Anywhere the string "leaf" shows up in the listing below, copy the line it is in.

Study material>
· · · · · · ·

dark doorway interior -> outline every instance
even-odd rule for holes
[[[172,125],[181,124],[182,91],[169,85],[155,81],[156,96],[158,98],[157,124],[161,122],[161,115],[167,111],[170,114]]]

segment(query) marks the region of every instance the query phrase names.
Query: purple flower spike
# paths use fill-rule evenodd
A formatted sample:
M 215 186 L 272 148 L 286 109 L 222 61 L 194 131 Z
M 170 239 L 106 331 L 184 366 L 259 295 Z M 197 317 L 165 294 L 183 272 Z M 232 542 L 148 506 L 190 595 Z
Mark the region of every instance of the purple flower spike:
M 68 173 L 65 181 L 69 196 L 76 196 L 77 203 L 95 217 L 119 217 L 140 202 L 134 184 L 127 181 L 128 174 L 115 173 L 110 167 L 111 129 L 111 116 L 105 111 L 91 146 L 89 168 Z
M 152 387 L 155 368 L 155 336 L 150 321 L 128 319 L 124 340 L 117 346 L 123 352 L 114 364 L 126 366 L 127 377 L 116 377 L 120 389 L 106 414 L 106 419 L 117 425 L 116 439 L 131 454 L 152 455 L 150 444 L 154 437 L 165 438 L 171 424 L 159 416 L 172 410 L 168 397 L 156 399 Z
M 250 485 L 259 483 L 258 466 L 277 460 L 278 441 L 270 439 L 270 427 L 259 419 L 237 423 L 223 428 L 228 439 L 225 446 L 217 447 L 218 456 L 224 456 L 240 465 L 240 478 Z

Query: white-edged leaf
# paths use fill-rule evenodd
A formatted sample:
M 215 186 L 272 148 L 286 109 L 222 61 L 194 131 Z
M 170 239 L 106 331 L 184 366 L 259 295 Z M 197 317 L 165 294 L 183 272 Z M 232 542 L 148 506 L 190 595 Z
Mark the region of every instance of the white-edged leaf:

· · · · · · ·

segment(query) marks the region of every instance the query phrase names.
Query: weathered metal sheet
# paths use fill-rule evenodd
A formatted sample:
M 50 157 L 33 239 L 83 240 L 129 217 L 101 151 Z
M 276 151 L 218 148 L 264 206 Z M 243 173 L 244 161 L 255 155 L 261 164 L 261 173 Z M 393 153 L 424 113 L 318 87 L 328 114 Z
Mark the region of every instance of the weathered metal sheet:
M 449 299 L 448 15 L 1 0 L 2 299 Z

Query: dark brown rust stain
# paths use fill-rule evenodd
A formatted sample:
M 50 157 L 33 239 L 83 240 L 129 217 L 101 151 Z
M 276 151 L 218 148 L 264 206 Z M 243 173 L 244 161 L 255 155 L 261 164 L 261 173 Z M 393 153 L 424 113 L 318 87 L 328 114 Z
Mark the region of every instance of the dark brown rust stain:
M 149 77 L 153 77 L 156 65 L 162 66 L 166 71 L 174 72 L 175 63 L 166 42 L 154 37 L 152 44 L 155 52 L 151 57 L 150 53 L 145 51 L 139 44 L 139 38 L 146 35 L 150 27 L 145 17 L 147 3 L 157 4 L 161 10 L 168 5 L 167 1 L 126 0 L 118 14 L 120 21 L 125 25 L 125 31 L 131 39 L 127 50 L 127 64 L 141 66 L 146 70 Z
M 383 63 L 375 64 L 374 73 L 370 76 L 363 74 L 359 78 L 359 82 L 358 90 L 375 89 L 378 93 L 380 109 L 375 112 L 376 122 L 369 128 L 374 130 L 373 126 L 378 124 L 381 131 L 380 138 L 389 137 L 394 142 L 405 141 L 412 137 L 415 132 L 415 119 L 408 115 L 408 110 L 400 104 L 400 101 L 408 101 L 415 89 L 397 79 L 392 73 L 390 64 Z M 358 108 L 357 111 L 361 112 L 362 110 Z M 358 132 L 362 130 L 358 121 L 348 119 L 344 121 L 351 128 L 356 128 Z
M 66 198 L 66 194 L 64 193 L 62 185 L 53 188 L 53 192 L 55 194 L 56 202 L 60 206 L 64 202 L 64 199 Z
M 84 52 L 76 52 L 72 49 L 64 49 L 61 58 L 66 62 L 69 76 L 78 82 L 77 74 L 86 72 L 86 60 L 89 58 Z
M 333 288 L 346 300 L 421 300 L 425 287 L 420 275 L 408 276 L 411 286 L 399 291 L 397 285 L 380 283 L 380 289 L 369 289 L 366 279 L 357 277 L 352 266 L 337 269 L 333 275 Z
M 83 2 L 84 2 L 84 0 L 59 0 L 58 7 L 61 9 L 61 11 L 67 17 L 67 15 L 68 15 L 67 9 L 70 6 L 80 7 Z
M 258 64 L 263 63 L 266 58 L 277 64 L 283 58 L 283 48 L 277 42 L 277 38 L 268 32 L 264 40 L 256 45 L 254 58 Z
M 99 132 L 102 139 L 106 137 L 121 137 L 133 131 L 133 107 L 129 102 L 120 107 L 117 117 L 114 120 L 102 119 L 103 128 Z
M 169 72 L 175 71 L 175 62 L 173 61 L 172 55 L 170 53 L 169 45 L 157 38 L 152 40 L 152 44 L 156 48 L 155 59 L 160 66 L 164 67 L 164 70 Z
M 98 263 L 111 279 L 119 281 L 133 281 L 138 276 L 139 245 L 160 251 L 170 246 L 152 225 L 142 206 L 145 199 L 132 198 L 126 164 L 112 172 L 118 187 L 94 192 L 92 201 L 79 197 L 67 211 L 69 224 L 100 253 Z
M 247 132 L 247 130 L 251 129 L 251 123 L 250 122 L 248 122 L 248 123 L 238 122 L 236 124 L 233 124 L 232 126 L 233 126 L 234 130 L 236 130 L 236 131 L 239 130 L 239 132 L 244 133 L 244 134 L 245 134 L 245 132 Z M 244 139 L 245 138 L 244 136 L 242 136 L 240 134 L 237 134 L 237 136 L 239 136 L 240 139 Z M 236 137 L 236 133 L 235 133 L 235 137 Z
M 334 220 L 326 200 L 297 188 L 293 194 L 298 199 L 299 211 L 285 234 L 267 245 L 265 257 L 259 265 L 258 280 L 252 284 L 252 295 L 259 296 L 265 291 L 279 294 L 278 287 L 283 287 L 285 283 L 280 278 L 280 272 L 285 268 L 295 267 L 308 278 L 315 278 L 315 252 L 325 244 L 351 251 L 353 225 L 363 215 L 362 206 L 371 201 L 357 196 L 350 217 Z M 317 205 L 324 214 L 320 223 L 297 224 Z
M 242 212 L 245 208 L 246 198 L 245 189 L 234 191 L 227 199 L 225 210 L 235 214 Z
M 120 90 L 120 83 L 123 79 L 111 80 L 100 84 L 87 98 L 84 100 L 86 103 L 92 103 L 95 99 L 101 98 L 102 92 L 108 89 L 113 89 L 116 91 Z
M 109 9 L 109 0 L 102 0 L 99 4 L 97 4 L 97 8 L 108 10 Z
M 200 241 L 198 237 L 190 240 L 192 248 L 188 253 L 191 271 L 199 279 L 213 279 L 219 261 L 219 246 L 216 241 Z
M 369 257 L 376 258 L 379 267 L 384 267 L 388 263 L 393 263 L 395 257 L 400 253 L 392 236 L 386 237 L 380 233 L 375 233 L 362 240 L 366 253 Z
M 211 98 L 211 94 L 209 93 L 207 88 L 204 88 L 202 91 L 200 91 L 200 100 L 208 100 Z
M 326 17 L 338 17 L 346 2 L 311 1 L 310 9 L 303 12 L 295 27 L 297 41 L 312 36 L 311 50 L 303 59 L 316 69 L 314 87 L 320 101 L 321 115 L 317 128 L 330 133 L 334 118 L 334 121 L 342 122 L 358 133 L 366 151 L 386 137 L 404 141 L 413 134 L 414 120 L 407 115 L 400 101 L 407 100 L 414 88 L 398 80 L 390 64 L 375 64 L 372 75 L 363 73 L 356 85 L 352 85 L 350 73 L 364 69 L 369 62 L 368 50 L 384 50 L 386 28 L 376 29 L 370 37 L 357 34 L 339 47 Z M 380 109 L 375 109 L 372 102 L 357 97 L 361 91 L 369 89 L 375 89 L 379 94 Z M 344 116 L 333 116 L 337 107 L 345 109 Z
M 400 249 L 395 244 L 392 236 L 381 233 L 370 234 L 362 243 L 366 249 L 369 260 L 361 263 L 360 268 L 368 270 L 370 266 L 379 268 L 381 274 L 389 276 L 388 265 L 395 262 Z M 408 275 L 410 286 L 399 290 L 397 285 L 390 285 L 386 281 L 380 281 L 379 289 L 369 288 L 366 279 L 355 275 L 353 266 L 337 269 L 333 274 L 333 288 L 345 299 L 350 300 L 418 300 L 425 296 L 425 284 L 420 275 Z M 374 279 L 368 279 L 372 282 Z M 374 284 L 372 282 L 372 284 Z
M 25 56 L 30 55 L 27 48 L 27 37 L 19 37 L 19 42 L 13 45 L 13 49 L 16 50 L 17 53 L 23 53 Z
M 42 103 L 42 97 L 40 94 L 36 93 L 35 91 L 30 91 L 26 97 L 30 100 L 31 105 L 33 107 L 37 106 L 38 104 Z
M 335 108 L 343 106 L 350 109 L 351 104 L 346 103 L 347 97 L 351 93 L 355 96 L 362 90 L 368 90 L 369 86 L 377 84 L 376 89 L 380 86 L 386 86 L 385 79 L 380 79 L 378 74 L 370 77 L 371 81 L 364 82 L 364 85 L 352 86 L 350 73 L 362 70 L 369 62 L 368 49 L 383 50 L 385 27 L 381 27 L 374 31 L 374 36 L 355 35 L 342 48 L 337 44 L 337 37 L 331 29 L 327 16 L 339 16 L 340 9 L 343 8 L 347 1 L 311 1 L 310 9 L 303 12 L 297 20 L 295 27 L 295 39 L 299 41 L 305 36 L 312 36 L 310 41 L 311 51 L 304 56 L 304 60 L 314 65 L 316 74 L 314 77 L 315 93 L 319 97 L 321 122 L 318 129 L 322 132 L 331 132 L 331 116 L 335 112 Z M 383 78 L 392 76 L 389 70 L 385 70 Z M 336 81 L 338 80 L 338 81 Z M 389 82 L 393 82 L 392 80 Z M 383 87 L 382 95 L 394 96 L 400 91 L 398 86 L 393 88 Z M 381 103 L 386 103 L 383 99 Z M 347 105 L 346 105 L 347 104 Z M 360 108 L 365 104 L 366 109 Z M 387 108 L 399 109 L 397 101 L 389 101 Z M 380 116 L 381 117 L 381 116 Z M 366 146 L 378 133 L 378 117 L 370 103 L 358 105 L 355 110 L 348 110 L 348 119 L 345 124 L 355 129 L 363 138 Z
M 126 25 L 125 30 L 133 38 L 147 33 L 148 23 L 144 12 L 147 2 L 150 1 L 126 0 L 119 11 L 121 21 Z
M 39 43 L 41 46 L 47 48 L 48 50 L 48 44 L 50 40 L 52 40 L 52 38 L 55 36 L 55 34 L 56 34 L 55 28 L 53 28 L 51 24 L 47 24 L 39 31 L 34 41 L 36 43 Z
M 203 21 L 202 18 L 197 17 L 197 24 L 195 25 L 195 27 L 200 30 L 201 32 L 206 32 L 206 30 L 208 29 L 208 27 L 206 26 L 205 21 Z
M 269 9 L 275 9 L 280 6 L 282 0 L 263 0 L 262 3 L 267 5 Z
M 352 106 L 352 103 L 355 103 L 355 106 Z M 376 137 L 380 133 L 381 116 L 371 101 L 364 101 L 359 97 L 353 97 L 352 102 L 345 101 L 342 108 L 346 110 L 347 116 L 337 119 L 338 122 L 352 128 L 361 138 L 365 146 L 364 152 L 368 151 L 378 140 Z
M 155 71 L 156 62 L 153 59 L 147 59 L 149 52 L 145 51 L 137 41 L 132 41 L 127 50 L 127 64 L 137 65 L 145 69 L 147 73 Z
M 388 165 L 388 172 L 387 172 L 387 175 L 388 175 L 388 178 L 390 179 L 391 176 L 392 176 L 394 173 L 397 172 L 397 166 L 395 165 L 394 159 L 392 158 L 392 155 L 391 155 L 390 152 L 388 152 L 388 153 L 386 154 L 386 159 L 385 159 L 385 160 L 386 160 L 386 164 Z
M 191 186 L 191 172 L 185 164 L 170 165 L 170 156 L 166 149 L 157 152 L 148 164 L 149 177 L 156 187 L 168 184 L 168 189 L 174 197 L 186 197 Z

· · · · · · ·

Completed task>
Query: white-edged leaf
Mark the region of every instance of the white-edged leaf:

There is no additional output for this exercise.